Zack (Alan Hawco) and Abby (Christine Horne), a young couple that has left the United States to live in Paris, are on the verge of spending Christmas away from their families. When Abby finds Zack home in the afternoon, instead of at his job contributing to AIDS research, the foundation of the couple's relationship starts to crumble.

From the very first moment, Herzog drops her characters into situations of discovery. The search for, and uncovering of, new information drives the action forward and motivates the characters' erratic behaviour. The dialogue is crisp, full of suspect, and is laden with a history of conflict. The playwright layers on all manner of mental illness and deception in the build to a formidable climax. The consequence is that there's almost too much trauma to process here.

Byrne does a fine job giving colour to the fights and, more importantly, masters the silent stage actions that reveal each character's dark inner thoughts. One area that could have made the drama more complex was in finding a true tenderness, amidst the nicknames and body contact, that could have provided even more contrast to the severity of their division. Without it, both characters lack likable qualities.

- GIVEN RECORDS -
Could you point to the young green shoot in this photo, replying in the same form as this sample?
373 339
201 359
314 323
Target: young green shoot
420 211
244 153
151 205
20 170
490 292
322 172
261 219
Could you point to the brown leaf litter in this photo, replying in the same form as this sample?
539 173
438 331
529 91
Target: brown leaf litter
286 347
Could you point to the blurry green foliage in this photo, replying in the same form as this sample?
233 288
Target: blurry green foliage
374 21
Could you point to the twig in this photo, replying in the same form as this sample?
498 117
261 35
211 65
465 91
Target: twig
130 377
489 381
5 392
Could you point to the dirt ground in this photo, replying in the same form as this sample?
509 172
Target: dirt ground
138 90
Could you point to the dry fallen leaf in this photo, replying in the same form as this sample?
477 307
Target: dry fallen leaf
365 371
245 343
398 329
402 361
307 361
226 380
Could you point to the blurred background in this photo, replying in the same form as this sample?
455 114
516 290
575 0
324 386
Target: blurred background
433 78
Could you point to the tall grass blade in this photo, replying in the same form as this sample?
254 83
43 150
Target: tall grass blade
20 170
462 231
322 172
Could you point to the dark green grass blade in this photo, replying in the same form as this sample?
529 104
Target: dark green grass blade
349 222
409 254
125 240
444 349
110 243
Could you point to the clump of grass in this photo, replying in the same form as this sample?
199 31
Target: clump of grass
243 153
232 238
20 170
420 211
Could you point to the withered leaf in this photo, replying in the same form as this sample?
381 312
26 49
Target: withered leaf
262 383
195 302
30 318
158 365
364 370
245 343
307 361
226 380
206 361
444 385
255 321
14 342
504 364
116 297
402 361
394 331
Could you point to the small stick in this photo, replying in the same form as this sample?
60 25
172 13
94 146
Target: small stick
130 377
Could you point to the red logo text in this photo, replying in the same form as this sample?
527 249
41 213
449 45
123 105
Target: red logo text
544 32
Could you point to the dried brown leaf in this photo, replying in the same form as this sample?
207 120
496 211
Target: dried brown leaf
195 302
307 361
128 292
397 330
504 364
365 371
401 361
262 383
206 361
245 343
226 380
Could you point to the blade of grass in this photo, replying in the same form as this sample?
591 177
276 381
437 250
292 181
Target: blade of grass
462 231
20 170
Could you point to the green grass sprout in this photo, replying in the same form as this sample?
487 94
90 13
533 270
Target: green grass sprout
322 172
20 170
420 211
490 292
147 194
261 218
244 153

- GIVEN TASK -
Pick up the review of the play about Zack and Abby after its last sentence and keep writing it.

- EXERCISE RESULT -
Horne is a powerful force. She weaves in and out of Abby's vengeful passion and retreats to a far more complex headspace in moments of defeat and fear. Hawco, of Republic of Doyle fame, exploits the contradictions of his character to maximum effect. His portrait of delayed adulthood, on one hand charming and on the other maddening, hits the right note. Meanwhile, Alioune (Dalmar Abuzeid) and Amina (Marsha Regis), a Senegalese couple, are a fine foil to the married Americans featured in the drama.

Your reaction to Belleville might not be what you expect -- a lack of empathy, perhaps, or a complex response to the conclusion. What's important is not how you feel, but that the drama has inspired such a reaction in the first place.

Belleville, written by Amy Herzog and directed by Jason Byrne, runs at the Berkeley Street Theatre until May 4.

Photo courtesy Canadian Stage.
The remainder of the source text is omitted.